[Begin PAGE TEXT]

She is now reliant on others for assistance and has not been able to work. Her mental health has also suffered.

Following the incident, SafeWork NSW conducted an investigation.

“It was a well-known risk at the feedlot that partially constructed stacks were unstable and that bales could, and did, fall,” a statement of agreed facts said in a decision handed down in the matter on Wednesday.

At the time of the incident, the woman was testing the moisture levels of two other hay bales.

“The task of moisture testing involved the risk of death or serious injury to a worker from a falling bale or being struck by a FEL,” the facts of the case stated.

The investigation found JBS Australia did not have a written safe work procedure for the task of moisture testing and the training the woman had undertaken differed to other workers who undertook moisture testing.

JBS Australia was found guilty at trial for the offence of failing to comply with its health and safety duty, exposing its workers to a risk of death or injury in breach of the work health and safety act.

Following the incident, JBS Australia reviewed its processes and introduced training manuals for hay testing and stacking and developed training courses for workers.

The Caroona feedlot was also in regular contact with the injured worker and helped care for her family, including cooking meals for her and her family and helping care for the animals on her farm.

The team is also funding the building of a ramp and other modifications at her home to assist with her mobility.

In sentencing the company, District Court Judge Andrew Scotting said the risk to workers was obvious and well known, both to the company and across the industry.

“The steps that the offender could have taken to further minimise the risk were known to it, simple and inexpensive,” Judge Scotting said.

Judge Scotting said an aggravating factor was established due to the worker’s injuries and found a mitigating factor included that JBS Australia had good prospects of rehabilitation.

“The offender expressed regret for (the worker) being injured at work and extended its sympathy to her for the injury she suffered as a result of the incident,” the judge said.

JBS Australia was fined $300,000 for the offence.

It was not the first time the company had been convicted of breaching the work health and safety act.

In 2017, a contractor died at the same feedlot after suffering burns during a grass fire.

[End PAGE TEXT]

Retype the feedlot safety article from "The team is" to "Judge Scotting said.", keeping every word and punctuation mark unchanged. Rely only on the feedlot safety article above.

[Begin INFORMATION SUPPLIED]

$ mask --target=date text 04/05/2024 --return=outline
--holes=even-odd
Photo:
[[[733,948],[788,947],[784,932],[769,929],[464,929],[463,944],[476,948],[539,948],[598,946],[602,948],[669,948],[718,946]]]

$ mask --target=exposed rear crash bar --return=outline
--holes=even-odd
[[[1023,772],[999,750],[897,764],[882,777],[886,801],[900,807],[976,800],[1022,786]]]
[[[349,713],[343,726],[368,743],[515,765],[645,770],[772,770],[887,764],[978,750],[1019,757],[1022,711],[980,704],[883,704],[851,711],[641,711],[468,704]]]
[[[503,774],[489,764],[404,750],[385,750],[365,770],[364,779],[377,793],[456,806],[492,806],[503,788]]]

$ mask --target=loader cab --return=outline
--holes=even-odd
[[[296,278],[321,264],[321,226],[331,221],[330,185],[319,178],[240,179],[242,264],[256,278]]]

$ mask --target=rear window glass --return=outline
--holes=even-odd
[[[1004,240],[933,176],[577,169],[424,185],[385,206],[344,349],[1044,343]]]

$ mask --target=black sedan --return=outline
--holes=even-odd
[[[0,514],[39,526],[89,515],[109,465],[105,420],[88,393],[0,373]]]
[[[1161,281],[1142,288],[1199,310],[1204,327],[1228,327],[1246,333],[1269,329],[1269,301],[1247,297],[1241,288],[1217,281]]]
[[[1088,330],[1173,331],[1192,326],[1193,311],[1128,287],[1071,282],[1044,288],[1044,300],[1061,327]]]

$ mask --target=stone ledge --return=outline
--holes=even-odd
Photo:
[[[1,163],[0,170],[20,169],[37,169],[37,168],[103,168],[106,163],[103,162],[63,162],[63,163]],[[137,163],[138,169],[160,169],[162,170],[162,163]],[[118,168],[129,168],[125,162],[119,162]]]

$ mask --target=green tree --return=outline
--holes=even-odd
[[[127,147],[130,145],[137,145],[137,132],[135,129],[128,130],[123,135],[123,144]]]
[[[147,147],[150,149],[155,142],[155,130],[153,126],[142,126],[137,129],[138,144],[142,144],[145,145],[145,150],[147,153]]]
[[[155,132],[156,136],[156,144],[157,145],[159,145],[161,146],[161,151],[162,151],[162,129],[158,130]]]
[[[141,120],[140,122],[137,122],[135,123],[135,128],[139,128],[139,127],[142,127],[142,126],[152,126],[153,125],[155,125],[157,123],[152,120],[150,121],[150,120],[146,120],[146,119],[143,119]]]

[End INFORMATION SUPPLIED]

- [RESPONSE TO THIS TASK]
The team is also funding the building of a ramp and other modifications at her home to assist with her mobility.

In sentencing the company, District Court Judge Andrew Scotting said the risk to workers was obvious and well known, both to the company and across the industry.

“The steps that the offender could have taken to further minimise the risk were known to it, simple and inexpensive,” Judge Scotting said.